*Given problem 1:*
How many lines in the rows contain the string "command"? Reply with the number alone.

Philip Jägenstedt wrote:
I don't suppose that the members of this list
appreciate the epic
Microdata vs. RDFa battle leaking into this mailing list
I wouldn't use such terms to frame the debate. The Microformats,
Microdata and RDFa communities are not "battling" or working against
each other - they're having a very necessary, spirited debate. Clearly,
both communities are influencing the design of the other and clearly we
need to have these discussions in order to make sure that we're creating
the best possible technology for the future of the Web.
More importantly, the reason that all of us are working on this
technology is because we care about how it is used to better humanity.
At least, I hope that's why people are working on this stuff :).
Certainly, we all hold Wikipedia in high regard and want what's best for
this community as well.
It's not /unfortunate/ that we're having the discussion here - it was
inevitable.
I'm delighted by the fact that we're even having this debate. It took
ages to convince the WHAT WG that this was a problem that needed to be
addressed[1] just 18 months ago.

*Rows:*
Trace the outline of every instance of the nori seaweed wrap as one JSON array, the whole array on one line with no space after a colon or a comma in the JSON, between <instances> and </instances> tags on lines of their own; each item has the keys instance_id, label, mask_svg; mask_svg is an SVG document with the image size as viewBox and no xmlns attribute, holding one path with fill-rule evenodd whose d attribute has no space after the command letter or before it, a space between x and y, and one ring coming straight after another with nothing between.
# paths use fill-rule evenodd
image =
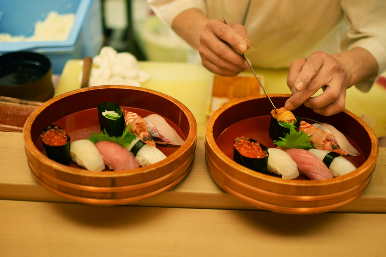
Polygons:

==

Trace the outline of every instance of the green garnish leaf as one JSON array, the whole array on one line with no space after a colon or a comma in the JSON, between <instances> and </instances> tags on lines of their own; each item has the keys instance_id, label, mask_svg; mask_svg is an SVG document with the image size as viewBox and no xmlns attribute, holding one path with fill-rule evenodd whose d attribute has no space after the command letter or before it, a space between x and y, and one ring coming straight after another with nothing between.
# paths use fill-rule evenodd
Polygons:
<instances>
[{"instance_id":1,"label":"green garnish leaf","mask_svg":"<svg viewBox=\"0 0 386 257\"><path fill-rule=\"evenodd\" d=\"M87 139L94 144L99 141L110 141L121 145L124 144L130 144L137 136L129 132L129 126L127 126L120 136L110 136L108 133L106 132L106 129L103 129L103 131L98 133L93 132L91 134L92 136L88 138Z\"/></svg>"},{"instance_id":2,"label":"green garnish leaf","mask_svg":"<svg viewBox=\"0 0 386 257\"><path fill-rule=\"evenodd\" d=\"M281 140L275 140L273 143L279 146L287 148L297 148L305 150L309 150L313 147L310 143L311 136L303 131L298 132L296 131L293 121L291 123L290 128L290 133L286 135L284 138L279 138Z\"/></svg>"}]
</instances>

*Given problem 2:*
What comes next in the mailing-list reply about the Microdata and RDFa debate? Write the continuation, starting right after its last sentence.

*Result 1:*
2

*Result 2:*
So, we can either grit our teeth and begrudgingly go through the
motions, or we can welcome the debate to come.
I choose to do the latter because I know that all of us will learn
something from it and better understand the requirements for Wikimedia
implementations. What we learn here will further influence guidance
given to future communities, just as integrating RDFa with Drupal has
influenced the advice that we may give to this community.
[ed: Microdata] is really quite intuitive and simple,
with few
surprises.
I agree on the first point - Microdata is pretty intuitive and simple,
with few surprises. Although, I'd say the same for RDFa as well. I think
we tend to forget, though, that Web semantics require a bit of effort to
learn and the audience that is using the technology should be taken into
account when deciding how to expose an authoring environment for the
community.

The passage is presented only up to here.